[GIVEN PASSAGE]
::::

History partakes of the Genius of the People to whom it relates.

XXI. It is easy to discern, that history has more affinity to the genius of the people to whom it appertains, than to truth or the importance of events. All this science of history, such as it has been handed down to us, is the fruit of the passion the Greeks had for writing and relating stories. The history of antiquity, has communicated to us nought but such things, as had relation to the Greeks and the Romans. For, not to mention the continent of America, discovered in these latter ages, which is so extensive and important, that of other countries was not drawn out of oblivion, but only in proportion as their affairs were connected with the Greek and Roman histories. Profane history has scarce taken any notice of the Jews; and in the little it has said of them, there have been gross errors. It would likewise have made very little mention of the ancient Gauls, who extended their conquests and colonies almost over the whole world, if they had not given occasion to be taken notice of by their pillaging some of the Greek temples; and by the wars, offensive and defensive, which they had with the Romans. The four celebrated empires of the Assyrians, Persians, Greeks, and Romans, were not equal, either in their duration, or the extent of their conquests, to four other powers, of whom we have only a partial or trifling information; these are the Chinese, Scythians, Arabs, and Turks[2]. But, notwithstanding the obscurity of history with regard to these empires, we may venture to affirm, that of China exceeded that of Assyria, both in its duration, the number of its inhabitants, the policy of its government, and the extent of its limits. The Conquests of Almanzor, which comprehended Africa, to the Western Ocean, and almost all Spain, were more extensive than those of Cyrus. The conquests of Alexander can’t be compared with those of Tamerlane[3]. This conqueror subdued a portion of China, and opened a passage through Tartary and Muscovy, for the sake of serving the emperor of Constantinople, and triumphing over Bajazet; and, on his return home, aggregated to his dominions, the countries of Syria, Persia, and a part of India.

XXII. Our want of historical information, respecting those numerous swarms of courageous and powerful people, who came out of Northern Scythia, and, under different names, dismembered the whole Western Roman Empire, is very extraordinary; which they did many centuries before the original Turks of Eastern Scythia, who came from the coasts of the Caspian Sea, and were called in, as some say, by the emperors of Constantinople, and, as others say, by the kings of Persia; and who, upon the ruins of the Eastern, Roman, and Arabian empires, established a power more formidable than ever that of Rome had been[4]; the history of all which warlike and formidable people, is very little known.

Of the Passion for the wonderful.

XXIII. The love of the marvellous is one of the stumbling-blocks of history. There are some historians, who take a pleasure in relating incredible things, and seem as if they sympathized in the admiration which they produce in credulous readers.

XXIV. The passion for the prodigious, has been the cause of inventing many extraordinary stories. Justin tells us, that after the defeat of the Persians at the battle of Marathon, Cynegyrus, an Athenian, pursued the enemy in their flight; and when they in great disorder threw themselves into their ships, he, to prevent their escape, laid hold of one of the ships with his hands, but they being successively cut off, he seized and detained her with his teeth.

::::

[WRITTEN TASK A]
According to the passage on history, which four powers surpassed the Assyrians, Persians, Greeks, and Romans in duration or extent of conquests?
[WRITTEN TASK B]
Please transcribe the passage on history, starting at "XXII. Our want" and ending at "very little known.".

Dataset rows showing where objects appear
::::

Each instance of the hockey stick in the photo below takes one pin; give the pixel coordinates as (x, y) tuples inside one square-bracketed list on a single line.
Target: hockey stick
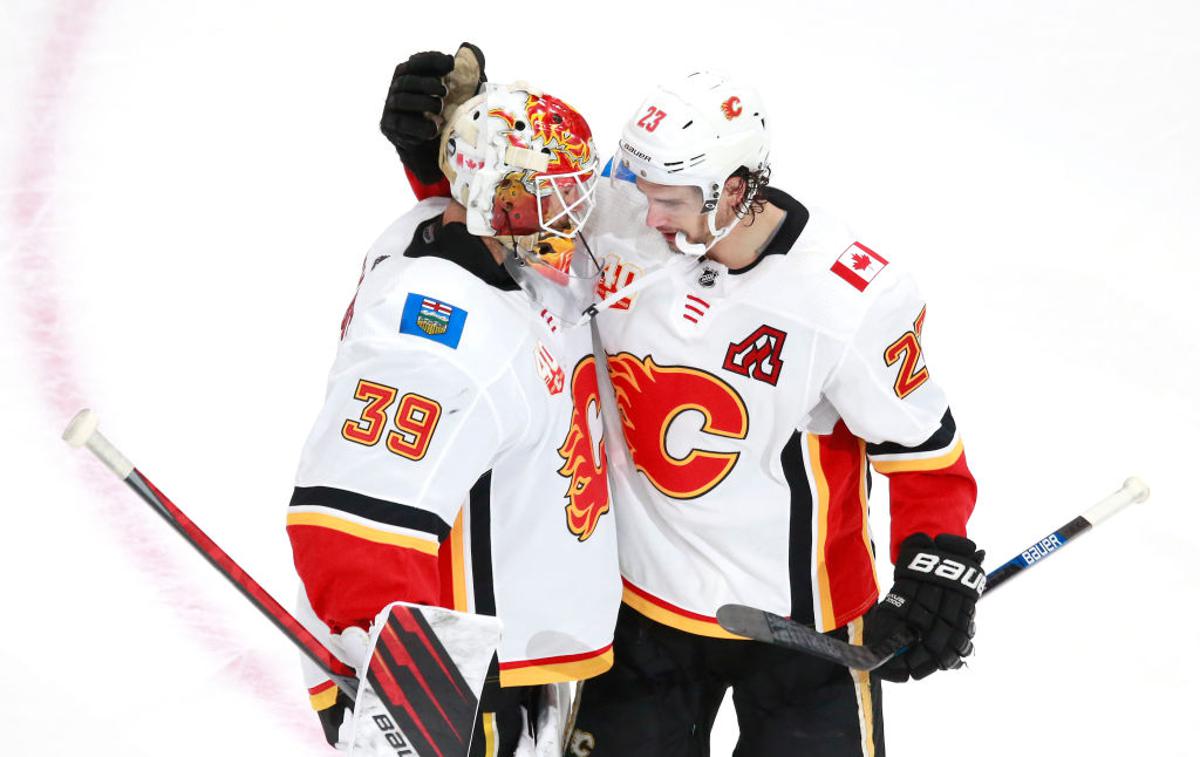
[(83, 431), (765, 626)]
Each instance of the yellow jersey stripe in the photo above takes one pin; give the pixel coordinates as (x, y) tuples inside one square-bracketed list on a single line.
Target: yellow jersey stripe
[(863, 689), (557, 672), (322, 520), (325, 698), (922, 463), (825, 623)]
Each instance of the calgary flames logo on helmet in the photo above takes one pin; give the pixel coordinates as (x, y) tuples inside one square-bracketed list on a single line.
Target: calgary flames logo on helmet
[(586, 464), (564, 131), (651, 397)]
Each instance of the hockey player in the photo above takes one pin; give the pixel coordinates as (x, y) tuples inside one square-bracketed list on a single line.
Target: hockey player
[(757, 380), (459, 458)]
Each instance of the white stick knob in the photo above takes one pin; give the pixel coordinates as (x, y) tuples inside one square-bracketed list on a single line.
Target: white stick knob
[(84, 431)]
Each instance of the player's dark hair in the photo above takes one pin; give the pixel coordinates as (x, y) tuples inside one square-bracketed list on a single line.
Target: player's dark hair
[(754, 198)]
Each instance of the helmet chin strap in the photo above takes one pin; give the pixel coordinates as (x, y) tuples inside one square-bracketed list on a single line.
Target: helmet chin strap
[(699, 248)]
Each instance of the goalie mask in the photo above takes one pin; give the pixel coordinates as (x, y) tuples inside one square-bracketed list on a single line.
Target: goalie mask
[(523, 166), (696, 132)]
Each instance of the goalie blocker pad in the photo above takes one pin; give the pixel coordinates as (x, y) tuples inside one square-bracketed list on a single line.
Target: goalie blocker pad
[(420, 692)]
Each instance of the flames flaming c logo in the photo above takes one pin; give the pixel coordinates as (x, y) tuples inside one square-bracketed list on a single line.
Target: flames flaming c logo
[(563, 130), (651, 397), (587, 469)]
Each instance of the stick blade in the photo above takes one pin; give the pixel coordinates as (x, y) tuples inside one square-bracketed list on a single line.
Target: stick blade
[(772, 629)]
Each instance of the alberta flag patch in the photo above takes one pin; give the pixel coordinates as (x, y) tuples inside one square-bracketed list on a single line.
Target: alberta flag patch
[(432, 319)]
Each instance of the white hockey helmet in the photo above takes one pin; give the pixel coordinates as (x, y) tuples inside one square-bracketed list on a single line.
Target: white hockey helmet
[(697, 131), (511, 151), (523, 164)]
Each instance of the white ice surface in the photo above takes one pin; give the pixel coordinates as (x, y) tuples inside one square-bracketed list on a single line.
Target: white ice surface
[(189, 190)]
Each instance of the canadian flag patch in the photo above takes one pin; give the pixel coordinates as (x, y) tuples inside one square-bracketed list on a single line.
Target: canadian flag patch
[(858, 265)]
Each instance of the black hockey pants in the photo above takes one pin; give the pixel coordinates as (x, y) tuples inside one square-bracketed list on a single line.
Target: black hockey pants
[(665, 686)]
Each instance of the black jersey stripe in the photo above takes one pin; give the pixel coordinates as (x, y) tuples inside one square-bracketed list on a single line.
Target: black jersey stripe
[(940, 439), (799, 544), (480, 516), (378, 510)]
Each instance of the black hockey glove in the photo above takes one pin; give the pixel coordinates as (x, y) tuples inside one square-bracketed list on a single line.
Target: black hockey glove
[(423, 90), (937, 583)]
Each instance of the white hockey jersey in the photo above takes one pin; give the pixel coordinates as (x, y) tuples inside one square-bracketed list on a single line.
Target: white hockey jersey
[(459, 460), (751, 402)]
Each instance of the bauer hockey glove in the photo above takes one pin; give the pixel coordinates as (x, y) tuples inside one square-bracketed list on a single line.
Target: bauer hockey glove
[(424, 90), (937, 583)]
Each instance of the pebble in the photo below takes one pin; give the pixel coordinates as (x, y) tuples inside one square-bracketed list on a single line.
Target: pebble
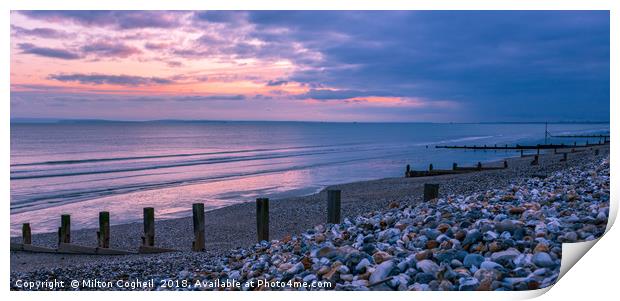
[(507, 238)]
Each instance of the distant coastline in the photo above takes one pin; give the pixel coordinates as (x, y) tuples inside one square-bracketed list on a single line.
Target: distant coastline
[(73, 121)]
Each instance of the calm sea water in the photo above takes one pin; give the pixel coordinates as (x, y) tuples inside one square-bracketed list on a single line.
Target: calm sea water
[(86, 167)]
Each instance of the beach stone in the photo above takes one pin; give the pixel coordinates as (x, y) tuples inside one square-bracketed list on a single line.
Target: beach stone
[(495, 246), (490, 265), (516, 210), (468, 284), (509, 255), (426, 254), (490, 235), (382, 271), (424, 278), (443, 228), (446, 285), (362, 265), (296, 268), (381, 256), (309, 278), (460, 234), (428, 266), (473, 260), (543, 259), (472, 237), (570, 237), (601, 218)]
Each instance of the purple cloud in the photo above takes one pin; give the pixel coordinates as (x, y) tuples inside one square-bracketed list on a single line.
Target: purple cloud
[(155, 46), (47, 33), (327, 94), (116, 19), (48, 52), (110, 49), (101, 79)]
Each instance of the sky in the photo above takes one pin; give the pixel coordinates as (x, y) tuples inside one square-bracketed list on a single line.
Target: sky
[(364, 66)]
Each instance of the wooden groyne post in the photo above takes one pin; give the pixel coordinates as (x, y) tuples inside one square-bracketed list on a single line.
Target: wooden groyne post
[(103, 235), (431, 191), (198, 213), (26, 234), (64, 232), (333, 206), (262, 219), (148, 240)]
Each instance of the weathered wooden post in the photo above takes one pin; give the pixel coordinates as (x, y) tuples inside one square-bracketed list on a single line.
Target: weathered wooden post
[(103, 235), (262, 219), (148, 240), (198, 213), (64, 232), (333, 206), (26, 234), (431, 191)]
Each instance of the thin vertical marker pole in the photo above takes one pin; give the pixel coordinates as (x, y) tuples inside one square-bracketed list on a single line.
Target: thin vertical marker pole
[(65, 229), (26, 234), (333, 206), (198, 213), (104, 229), (148, 239), (431, 191), (262, 219)]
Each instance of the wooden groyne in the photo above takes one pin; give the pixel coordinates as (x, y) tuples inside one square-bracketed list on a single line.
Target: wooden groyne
[(409, 173), (518, 147), (148, 246)]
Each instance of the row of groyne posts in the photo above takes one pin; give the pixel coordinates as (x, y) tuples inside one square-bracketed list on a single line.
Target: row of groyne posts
[(456, 169), (431, 191)]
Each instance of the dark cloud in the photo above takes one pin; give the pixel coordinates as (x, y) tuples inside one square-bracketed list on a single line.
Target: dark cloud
[(47, 52), (46, 33), (553, 64), (101, 79), (110, 49), (115, 19)]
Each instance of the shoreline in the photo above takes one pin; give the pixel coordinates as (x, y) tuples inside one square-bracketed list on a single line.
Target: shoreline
[(233, 226)]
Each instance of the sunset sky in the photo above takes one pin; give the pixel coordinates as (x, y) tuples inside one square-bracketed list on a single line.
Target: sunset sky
[(316, 66)]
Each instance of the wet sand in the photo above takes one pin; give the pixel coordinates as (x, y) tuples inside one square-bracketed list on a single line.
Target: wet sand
[(235, 226)]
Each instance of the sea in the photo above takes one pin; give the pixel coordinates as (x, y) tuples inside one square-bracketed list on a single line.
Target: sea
[(84, 167)]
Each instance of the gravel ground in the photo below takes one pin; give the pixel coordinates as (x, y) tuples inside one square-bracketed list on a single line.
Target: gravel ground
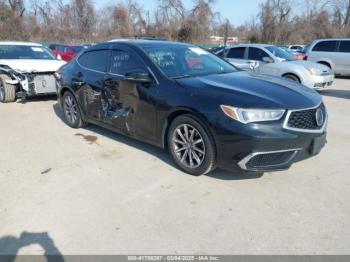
[(90, 191)]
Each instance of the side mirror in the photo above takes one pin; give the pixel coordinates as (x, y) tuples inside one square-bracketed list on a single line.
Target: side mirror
[(268, 59), (138, 77), (254, 65)]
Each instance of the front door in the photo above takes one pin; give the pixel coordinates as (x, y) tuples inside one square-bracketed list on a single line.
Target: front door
[(129, 105), (89, 82)]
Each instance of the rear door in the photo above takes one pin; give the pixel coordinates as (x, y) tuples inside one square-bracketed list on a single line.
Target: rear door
[(344, 57), (237, 57), (88, 82), (130, 105)]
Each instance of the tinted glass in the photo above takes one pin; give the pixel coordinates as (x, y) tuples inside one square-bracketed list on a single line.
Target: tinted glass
[(325, 46), (237, 53), (123, 62), (344, 47), (25, 52), (95, 60), (257, 54), (177, 61)]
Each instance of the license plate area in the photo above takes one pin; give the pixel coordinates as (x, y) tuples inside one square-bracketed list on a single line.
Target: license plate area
[(317, 144), (44, 83)]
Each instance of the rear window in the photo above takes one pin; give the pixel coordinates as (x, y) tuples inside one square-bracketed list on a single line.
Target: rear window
[(325, 46), (237, 53), (344, 47), (257, 54)]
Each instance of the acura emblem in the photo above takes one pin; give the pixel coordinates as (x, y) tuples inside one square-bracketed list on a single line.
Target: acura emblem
[(319, 117)]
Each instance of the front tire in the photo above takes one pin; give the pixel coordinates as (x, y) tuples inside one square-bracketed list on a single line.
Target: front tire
[(7, 92), (191, 145), (71, 111)]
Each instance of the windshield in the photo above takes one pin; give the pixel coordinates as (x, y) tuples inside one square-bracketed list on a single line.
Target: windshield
[(25, 52), (187, 61), (280, 53)]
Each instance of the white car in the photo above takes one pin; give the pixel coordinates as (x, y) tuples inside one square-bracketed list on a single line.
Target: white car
[(272, 60), (26, 69), (334, 53)]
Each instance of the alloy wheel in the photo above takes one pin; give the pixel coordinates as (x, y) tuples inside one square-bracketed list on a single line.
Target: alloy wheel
[(70, 109), (188, 146)]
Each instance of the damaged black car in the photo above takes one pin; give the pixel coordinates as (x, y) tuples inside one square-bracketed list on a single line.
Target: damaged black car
[(203, 110)]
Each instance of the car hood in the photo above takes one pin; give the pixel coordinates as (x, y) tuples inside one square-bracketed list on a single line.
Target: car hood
[(318, 67), (250, 90), (33, 65)]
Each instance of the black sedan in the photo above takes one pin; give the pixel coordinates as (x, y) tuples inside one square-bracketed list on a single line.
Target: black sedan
[(203, 110)]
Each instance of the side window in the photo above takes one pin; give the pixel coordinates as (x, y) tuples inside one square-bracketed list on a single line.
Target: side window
[(344, 47), (124, 62), (325, 46), (237, 53), (95, 60), (256, 54)]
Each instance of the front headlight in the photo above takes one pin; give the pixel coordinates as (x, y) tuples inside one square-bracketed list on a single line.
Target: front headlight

::::

[EXPECTED ANSWER A]
The Chinese, Scythians, Arabs, and Turks.

[EXPECTED ANSWER B]
XXII. Our want of historical information, respecting those numerous swarms of courageous and powerful people, who came out of Northern Scythia, and, under different names, dismembered the whole Western Roman Empire, is very extraordinary; which they did many centuries before the original Turks of Eastern Scythia, who came from the coasts of the Caspian Sea, and were called in, as some say, by the emperors of Constantinople, and, as others say, by the kings of Persia; and who, upon the ruins of the Eastern, Roman, and Arabian empires, established a power more formidable than ever that of Rome had been[4]; the history of all which warlike and formidable people, is very little known.